* TEXT FOR ANALYSIS *
[Start of Attachment]

The Whole Hog

Mia MacDonald
Brighter Green
Published in
5 min readJun 14, 2019

This story was co-authored with Gene Baur, president of Farm Sanctuary.

A still from Six Years On, a documentary film by Brighter Green about meat consumption in China.

For many East Asians, the Year of the Pig, which lasts from February 2019 through February 2020, is particularly auspicious. It rounds out the 12-year Zodiac cycle, and those born during the year are said to be successful, resilient, and friendly people.

Less auspicious for this year is the African swine fever epidemic now spreading across China and Southeast Asia. It has already resulted in the deaths of more than 1.2 million pigs in China, plus another two million recently culled in Vietnam. Ultimately, up to 140 million pigs may succumb to the disease or be killed to control it and protect China’s pork industry — the world’s largest — from collapse. That’s about one-fifth of the nearly 700 million pigs raised for slaughter in China each year (and more than all the pigs killed for food in the U.S. annually).

This is neither the first nor probably the last zoonotic epidemic to occur. (A zoonotic disease is one that can be transmitted from animals to people.) Blue ear disease ravaged pigs in China in 2007, and the SARS virus in 2002 that affected the People’s Republic and 25 other countries likely originated in animals.

So far, the swine fever has not jumped the species barrier to humans, but there’s little reason for complacency. Reports have been circulating recently of pigs in China being buried or even burned alive as part of desperate efforts to contain the disease. We’ve also had recurring outbreaks of avian flu, including some strains that can infect humans. The global pandemic of 1918 that killed more than 50 million people began in birds, and epidemiologists believe we’re overdue for a similar catastrophe.

[End of Attachment]

* ACTIVITY *
Answer these questions about the article on the Year of the Pig and African swine fever.
(a) According to the article, from when to when does the Year of the Pig last?
(b) How many pigs were recently culled in Vietnam?
(c) In what year did blue ear disease ravage pigs in China?

* PROVIDED RECORDS *
[Start of Attachment]

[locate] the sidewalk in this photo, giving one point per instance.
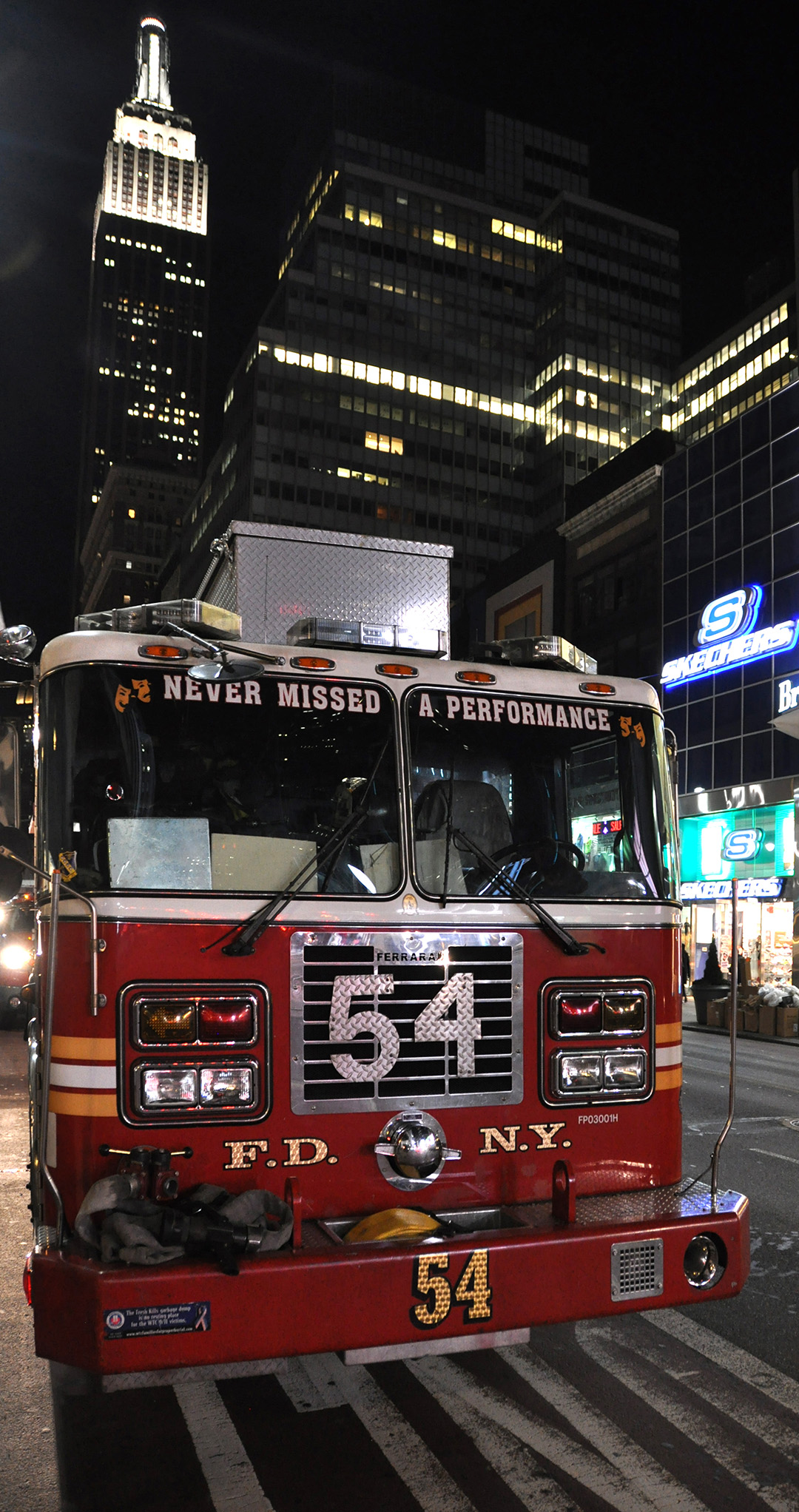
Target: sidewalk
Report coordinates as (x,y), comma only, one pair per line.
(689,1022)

[End of Attachment]
[Start of Attachment]

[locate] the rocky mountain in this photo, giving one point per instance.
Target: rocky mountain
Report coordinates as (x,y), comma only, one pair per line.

[End of Attachment]
[Start of Attachment]

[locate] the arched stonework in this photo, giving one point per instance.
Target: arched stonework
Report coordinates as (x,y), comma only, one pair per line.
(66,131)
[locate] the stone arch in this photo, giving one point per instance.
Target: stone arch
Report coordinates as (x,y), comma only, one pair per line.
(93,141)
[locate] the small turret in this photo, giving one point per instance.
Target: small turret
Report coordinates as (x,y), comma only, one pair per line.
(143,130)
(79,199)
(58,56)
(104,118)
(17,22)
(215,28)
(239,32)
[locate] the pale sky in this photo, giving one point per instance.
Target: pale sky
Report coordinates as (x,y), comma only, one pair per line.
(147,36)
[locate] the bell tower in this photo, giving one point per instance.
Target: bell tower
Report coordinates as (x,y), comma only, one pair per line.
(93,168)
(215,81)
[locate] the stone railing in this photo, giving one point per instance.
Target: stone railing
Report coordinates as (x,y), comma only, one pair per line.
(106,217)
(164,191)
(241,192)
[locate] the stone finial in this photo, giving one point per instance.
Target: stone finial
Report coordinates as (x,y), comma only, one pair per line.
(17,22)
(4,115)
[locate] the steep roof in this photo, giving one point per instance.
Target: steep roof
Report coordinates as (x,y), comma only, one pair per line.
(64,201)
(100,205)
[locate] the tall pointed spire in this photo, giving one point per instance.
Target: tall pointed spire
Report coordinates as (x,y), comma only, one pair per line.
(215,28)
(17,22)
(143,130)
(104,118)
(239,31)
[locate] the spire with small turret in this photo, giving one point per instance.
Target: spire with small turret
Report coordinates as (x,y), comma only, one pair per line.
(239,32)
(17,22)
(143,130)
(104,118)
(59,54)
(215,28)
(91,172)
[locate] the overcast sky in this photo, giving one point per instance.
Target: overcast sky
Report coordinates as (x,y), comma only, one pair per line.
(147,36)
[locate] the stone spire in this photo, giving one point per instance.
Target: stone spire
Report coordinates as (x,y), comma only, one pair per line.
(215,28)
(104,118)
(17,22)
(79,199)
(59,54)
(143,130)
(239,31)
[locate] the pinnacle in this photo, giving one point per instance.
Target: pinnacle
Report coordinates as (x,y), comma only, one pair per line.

[End of Attachment]

* YOUR SOLUTION *
(a) It lasts from February 2019 through February 2020.
(b) Two million pigs were recently culled in Vietnam.
(c) Blue ear disease ravaged pigs in China in 2007.